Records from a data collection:
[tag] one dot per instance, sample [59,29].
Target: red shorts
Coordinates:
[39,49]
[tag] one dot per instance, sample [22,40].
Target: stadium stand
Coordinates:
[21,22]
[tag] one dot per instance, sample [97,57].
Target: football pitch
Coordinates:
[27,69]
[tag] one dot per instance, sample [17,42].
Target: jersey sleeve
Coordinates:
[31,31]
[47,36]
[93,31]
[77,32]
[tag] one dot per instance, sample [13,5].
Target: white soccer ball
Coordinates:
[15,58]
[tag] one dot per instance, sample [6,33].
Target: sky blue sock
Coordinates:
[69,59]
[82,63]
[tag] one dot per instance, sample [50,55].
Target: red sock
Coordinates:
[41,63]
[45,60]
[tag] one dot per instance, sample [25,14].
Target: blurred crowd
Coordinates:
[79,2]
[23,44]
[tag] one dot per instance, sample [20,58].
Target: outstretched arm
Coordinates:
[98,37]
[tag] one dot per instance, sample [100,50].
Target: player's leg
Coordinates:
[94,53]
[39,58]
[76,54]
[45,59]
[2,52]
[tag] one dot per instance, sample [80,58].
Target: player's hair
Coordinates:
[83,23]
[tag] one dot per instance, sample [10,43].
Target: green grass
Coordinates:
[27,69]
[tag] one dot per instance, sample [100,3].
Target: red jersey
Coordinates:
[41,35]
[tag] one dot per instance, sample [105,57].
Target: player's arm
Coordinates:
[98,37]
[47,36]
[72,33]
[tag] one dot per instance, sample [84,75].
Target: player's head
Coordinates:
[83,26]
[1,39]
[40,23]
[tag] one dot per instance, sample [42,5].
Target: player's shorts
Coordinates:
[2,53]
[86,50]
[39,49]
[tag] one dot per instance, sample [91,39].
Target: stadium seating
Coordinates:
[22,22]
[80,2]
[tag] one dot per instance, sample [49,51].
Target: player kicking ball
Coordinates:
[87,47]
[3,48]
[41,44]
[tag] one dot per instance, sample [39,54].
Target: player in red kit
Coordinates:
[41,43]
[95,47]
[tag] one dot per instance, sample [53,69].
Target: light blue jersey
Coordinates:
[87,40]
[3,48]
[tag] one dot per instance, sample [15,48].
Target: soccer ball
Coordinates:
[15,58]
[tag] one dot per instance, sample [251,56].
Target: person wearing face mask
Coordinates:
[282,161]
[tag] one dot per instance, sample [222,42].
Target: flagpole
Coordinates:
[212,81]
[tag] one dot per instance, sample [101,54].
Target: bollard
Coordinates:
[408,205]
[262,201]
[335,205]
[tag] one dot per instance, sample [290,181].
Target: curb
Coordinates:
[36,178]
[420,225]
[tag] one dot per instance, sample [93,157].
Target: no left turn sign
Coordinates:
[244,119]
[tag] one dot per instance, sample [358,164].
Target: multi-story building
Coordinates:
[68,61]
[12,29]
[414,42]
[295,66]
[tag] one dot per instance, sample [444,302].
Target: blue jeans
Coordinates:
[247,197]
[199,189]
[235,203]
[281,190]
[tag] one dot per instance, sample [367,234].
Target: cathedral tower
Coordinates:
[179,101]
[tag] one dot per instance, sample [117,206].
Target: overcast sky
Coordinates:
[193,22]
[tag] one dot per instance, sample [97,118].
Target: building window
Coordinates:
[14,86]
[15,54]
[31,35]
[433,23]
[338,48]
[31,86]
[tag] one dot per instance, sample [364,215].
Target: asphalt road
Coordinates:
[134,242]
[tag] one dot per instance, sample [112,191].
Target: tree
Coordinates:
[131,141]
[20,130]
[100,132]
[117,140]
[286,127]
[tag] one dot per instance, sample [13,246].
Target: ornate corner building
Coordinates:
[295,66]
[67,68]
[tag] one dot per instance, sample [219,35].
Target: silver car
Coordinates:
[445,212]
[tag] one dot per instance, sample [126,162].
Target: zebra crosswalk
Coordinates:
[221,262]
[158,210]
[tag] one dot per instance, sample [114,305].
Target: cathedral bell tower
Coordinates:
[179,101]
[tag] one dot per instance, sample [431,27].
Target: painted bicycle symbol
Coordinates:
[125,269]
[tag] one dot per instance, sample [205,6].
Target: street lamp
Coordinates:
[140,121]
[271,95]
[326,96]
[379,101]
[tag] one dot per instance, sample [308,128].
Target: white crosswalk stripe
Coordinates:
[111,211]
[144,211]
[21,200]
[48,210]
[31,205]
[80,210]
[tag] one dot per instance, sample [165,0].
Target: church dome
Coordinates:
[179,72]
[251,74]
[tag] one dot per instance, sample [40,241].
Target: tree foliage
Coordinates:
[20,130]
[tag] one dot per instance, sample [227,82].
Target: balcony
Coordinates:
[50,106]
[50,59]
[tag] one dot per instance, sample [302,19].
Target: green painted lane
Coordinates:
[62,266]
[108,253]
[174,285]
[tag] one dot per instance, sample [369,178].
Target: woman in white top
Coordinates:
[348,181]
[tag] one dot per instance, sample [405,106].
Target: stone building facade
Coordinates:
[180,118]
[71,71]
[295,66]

--

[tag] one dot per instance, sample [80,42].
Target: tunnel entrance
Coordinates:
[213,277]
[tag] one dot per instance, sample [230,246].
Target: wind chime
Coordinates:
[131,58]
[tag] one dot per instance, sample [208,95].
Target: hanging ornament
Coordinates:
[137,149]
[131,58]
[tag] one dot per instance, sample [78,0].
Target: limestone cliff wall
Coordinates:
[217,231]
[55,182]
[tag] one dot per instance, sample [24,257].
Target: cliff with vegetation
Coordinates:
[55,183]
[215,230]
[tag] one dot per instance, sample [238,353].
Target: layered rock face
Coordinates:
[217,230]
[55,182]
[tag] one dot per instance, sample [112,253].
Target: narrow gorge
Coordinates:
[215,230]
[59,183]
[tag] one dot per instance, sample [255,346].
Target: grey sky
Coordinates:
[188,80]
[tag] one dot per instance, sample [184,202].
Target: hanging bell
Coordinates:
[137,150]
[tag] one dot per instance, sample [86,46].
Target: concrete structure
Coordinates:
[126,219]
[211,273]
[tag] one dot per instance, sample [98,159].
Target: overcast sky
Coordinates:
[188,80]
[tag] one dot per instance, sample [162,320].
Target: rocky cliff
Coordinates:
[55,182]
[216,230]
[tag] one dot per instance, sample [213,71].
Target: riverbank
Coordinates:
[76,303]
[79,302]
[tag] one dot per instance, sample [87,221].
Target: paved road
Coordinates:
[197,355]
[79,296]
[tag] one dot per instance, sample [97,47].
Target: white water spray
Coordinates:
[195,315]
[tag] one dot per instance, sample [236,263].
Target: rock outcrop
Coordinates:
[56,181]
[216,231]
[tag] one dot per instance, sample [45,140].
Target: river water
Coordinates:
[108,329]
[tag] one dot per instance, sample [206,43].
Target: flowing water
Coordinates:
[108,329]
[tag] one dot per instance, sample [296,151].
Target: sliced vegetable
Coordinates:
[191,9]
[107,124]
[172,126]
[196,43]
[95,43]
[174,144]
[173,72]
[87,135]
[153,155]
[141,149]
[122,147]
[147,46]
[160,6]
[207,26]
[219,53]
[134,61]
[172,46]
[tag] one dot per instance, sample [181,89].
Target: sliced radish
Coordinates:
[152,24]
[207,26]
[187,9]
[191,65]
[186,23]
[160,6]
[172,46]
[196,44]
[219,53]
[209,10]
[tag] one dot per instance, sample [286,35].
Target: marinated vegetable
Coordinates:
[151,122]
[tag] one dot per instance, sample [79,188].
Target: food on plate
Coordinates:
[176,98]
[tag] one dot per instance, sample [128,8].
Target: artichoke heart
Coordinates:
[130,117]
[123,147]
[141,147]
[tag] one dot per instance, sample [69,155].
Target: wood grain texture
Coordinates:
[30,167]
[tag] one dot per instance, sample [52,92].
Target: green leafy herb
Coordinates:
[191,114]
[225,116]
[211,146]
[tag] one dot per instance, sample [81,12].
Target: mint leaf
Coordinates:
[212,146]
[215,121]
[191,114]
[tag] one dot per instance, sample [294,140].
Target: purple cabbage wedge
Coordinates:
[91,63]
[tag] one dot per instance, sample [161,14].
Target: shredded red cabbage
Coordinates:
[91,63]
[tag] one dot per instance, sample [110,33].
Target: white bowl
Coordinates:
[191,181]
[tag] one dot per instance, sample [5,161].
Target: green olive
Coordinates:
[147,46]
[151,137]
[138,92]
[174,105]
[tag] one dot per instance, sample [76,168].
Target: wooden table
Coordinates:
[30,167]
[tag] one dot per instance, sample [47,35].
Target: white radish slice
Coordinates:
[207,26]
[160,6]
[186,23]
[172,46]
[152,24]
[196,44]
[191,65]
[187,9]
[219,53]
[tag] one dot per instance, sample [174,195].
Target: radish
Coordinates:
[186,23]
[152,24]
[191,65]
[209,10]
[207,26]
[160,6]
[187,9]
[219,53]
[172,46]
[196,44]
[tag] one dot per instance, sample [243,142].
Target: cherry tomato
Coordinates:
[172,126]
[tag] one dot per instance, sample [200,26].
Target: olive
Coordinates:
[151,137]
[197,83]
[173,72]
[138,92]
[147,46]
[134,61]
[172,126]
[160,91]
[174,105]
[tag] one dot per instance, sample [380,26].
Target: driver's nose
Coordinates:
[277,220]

§ WRITTEN EXERCISE
Count the lines in the records that contain the string "jersey", where case counts, and give only the number.

§ TASK ANSWER
3